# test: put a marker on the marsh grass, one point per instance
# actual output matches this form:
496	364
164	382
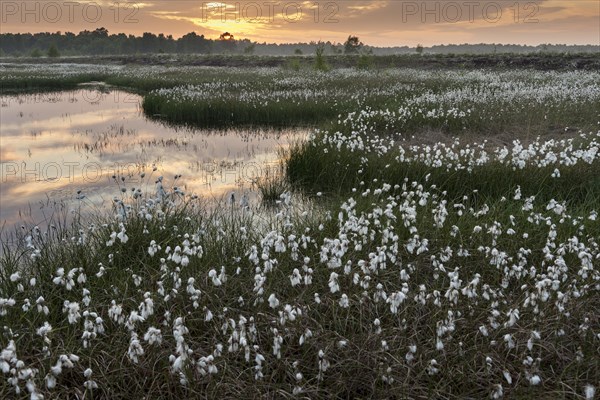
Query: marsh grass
359	368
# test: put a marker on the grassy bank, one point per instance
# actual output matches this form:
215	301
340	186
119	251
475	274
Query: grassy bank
443	252
394	293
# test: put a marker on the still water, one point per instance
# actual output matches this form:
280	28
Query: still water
78	149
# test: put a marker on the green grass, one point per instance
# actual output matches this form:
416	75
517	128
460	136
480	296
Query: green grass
368	226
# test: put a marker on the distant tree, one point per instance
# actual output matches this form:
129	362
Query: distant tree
53	51
320	62
250	48
352	45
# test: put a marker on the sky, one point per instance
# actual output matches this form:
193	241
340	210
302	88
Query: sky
375	22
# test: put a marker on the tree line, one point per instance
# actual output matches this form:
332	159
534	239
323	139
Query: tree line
100	42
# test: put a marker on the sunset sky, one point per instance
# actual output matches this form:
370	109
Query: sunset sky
377	22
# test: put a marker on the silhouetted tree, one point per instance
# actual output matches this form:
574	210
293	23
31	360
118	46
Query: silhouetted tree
352	45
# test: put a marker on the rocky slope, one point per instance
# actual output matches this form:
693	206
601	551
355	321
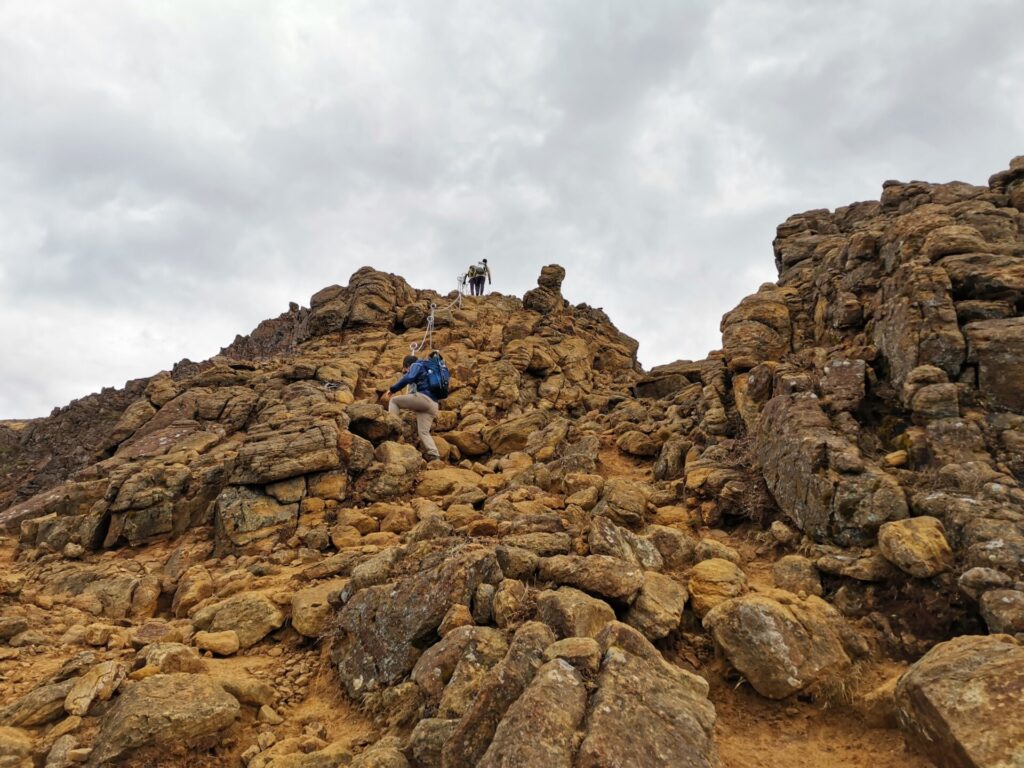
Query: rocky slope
807	548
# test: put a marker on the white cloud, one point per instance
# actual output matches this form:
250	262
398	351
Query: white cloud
173	172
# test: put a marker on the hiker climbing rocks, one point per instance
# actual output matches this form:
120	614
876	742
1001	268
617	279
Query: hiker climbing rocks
477	273
427	381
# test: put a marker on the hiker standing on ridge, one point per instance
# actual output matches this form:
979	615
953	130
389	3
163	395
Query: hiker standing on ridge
419	400
477	273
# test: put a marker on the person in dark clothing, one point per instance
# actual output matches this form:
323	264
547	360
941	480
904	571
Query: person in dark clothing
418	400
477	274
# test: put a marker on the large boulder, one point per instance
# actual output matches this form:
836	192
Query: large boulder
818	477
503	685
383	627
251	615
244	516
572	613
165	711
547	297
916	546
781	644
658	607
996	347
296	448
963	702
540	727
758	330
915	324
647	714
598	574
311	611
715	581
370	298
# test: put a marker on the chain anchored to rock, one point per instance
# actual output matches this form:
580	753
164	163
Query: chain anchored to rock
428	335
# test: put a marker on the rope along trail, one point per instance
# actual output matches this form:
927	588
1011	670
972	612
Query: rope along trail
428	334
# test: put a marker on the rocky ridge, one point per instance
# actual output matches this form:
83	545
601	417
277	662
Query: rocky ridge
827	511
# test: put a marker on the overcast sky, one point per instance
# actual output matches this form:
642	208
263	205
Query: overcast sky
171	173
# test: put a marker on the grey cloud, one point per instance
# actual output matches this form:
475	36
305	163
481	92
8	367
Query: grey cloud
174	173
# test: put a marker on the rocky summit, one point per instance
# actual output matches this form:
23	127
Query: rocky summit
806	549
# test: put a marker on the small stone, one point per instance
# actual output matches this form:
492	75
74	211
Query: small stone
783	534
713	582
458	615
916	546
1003	610
582	652
709	548
267	715
222	643
796	573
266	739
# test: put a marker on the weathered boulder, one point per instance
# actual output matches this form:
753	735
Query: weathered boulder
623	502
572	613
15	748
251	615
97	684
311	613
383	627
963	702
445	481
1003	610
539	728
165	711
370	298
607	539
916	546
818	477
781	643
222	643
759	329
996	347
797	573
39	707
598	574
647	714
547	297
915	323
658	607
244	516
296	448
513	434
503	685
713	582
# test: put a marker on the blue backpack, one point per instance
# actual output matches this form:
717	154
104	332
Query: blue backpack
438	377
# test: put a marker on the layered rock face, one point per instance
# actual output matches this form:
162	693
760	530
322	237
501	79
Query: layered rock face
601	552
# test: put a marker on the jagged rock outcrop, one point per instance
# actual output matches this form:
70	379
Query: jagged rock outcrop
858	441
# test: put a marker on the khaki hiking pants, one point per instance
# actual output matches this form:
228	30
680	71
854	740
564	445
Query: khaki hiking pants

^^^^^^^^

Write out exactly the lines between the start of the data and the line with "# test: put a marker on the still", including both, but none of the pictures.

#### Exercise result
# test: put a marker on the marsh grass, one point per instance
# actual output matches this form:
496	364
164	382
Query: marsh grass
359	368
# test: put a marker on the grassy bank, one point per instance
# actual output matches this form:
215	301
340	186
119	251
475	274
Query: grassy bank
443	252
394	293
# test: put a marker on the still water, one point per instance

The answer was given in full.